Exercise: Look through the listing below and write out exactly the lines from the line with "Target: wet sandy ground" to the line with "Target: player's outstretched arm", both included, and no others.

Supplied records:
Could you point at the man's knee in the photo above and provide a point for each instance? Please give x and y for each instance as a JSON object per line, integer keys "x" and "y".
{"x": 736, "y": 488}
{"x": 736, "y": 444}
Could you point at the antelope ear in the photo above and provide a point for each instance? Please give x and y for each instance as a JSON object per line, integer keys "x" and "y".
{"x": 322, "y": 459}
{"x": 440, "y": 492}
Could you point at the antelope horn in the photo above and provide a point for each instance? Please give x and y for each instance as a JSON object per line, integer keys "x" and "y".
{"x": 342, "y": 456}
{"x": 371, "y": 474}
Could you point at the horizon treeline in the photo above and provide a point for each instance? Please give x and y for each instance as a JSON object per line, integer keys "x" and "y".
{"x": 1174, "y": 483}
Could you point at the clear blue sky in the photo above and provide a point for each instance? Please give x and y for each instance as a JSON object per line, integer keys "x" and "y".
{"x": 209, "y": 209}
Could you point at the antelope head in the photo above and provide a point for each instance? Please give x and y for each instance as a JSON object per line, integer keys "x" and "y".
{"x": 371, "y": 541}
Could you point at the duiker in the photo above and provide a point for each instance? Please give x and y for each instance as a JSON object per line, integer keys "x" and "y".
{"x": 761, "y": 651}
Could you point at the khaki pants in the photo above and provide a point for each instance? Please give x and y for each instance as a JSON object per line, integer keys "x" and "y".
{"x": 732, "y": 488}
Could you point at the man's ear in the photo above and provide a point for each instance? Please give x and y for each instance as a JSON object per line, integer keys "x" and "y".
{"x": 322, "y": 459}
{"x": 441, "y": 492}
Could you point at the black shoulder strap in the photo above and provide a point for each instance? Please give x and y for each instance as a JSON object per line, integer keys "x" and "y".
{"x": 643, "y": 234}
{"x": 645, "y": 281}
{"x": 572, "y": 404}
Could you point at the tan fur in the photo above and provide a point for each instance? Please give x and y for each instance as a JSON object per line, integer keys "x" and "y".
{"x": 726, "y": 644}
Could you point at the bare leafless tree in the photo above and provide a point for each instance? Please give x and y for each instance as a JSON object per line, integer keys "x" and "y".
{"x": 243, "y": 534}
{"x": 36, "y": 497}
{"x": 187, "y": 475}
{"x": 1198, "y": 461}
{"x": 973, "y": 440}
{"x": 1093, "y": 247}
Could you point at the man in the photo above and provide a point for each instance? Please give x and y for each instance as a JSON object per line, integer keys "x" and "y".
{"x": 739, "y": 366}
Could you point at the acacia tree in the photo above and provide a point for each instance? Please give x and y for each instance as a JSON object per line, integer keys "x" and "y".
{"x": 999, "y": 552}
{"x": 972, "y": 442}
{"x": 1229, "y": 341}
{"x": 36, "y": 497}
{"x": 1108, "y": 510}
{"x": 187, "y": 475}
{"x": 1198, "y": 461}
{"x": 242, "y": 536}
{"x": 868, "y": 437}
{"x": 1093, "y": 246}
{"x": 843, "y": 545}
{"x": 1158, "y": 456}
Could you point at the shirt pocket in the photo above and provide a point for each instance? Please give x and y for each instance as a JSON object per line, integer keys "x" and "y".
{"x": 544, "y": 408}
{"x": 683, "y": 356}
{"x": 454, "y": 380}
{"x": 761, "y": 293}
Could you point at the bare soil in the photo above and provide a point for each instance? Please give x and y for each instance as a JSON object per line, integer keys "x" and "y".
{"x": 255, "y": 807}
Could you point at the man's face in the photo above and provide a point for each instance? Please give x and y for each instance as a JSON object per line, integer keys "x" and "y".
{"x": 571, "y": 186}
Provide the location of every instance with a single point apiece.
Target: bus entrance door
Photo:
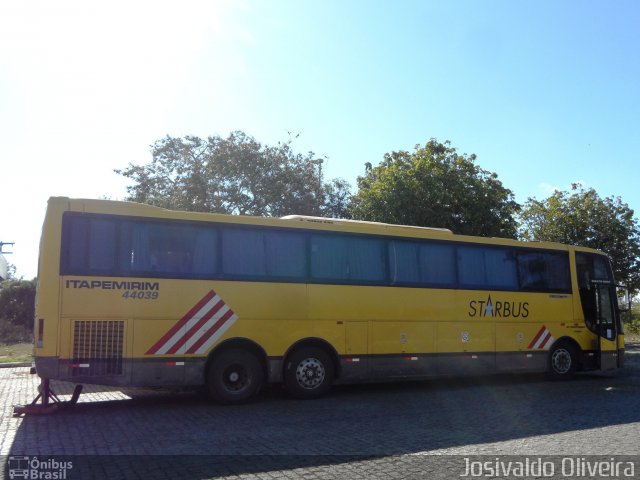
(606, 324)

...

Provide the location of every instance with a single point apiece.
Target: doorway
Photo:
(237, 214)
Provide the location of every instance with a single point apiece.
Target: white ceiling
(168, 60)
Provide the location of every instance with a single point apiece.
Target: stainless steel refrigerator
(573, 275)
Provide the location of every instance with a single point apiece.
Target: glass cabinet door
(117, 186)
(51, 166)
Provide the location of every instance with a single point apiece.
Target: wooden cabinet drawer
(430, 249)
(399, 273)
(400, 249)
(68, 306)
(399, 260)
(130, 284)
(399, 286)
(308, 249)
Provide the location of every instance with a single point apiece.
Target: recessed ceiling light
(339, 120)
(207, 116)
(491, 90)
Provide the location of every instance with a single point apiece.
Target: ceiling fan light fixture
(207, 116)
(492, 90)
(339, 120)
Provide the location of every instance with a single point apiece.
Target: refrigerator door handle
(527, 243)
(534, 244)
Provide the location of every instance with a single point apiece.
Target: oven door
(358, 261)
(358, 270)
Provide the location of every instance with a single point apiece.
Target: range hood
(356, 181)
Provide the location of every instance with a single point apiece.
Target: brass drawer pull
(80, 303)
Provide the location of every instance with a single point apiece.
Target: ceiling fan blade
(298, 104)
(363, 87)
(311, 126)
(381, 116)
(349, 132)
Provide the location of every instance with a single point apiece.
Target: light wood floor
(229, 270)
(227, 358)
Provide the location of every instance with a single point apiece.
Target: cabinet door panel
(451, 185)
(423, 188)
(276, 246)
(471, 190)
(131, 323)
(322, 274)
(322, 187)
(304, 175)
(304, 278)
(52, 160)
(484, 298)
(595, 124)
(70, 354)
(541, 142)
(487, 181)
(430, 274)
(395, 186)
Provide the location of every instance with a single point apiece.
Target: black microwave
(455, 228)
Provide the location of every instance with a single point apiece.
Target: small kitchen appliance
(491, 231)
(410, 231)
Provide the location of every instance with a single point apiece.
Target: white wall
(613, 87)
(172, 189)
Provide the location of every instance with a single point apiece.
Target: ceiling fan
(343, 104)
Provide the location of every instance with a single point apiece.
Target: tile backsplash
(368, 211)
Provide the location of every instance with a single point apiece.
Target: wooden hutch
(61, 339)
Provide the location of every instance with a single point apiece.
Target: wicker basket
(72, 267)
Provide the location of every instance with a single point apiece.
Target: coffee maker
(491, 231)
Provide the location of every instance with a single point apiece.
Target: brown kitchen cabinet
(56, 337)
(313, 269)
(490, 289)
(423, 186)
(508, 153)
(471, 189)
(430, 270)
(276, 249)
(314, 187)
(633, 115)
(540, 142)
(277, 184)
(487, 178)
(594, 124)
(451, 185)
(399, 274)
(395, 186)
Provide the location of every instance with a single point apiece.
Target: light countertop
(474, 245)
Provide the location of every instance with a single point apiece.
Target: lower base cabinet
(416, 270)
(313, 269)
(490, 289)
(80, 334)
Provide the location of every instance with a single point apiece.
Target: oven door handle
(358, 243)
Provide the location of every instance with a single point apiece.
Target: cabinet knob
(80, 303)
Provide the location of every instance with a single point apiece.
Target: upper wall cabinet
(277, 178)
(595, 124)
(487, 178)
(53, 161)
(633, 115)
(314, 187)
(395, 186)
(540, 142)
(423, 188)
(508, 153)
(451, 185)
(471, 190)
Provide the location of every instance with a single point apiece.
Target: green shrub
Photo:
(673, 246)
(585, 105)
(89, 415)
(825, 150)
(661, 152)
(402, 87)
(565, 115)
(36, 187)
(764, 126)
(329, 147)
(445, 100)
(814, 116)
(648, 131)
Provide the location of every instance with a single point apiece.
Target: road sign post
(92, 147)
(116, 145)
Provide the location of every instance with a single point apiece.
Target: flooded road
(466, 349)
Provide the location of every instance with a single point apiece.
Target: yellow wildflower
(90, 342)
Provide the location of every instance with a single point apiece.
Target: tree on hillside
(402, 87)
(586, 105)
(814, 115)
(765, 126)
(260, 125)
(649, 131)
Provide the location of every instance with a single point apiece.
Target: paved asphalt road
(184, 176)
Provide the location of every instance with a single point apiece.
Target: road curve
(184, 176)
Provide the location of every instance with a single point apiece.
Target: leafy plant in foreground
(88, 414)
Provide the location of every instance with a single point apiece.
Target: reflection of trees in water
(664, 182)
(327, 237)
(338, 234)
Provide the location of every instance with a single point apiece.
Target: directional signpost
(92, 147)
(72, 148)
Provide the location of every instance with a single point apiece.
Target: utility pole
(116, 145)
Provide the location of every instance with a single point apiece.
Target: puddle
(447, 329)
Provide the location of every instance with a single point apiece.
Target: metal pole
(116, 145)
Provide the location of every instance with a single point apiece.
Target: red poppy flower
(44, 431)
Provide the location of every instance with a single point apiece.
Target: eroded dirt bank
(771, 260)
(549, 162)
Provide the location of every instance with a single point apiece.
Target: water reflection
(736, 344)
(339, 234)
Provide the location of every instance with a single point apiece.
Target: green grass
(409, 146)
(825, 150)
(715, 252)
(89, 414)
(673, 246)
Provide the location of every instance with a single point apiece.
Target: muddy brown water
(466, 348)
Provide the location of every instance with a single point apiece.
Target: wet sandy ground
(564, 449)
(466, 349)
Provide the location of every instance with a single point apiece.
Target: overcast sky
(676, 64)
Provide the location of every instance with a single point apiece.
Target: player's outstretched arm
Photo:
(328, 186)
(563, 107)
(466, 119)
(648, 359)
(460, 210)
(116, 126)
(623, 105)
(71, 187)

Output below:
Target: wet sandy ground
(564, 449)
(466, 349)
Provide the location of every instance with a single point apiece.
Target: overcast sky
(676, 64)
Provide the location of every instance with a single point apiece.
Target: player's outstretched arm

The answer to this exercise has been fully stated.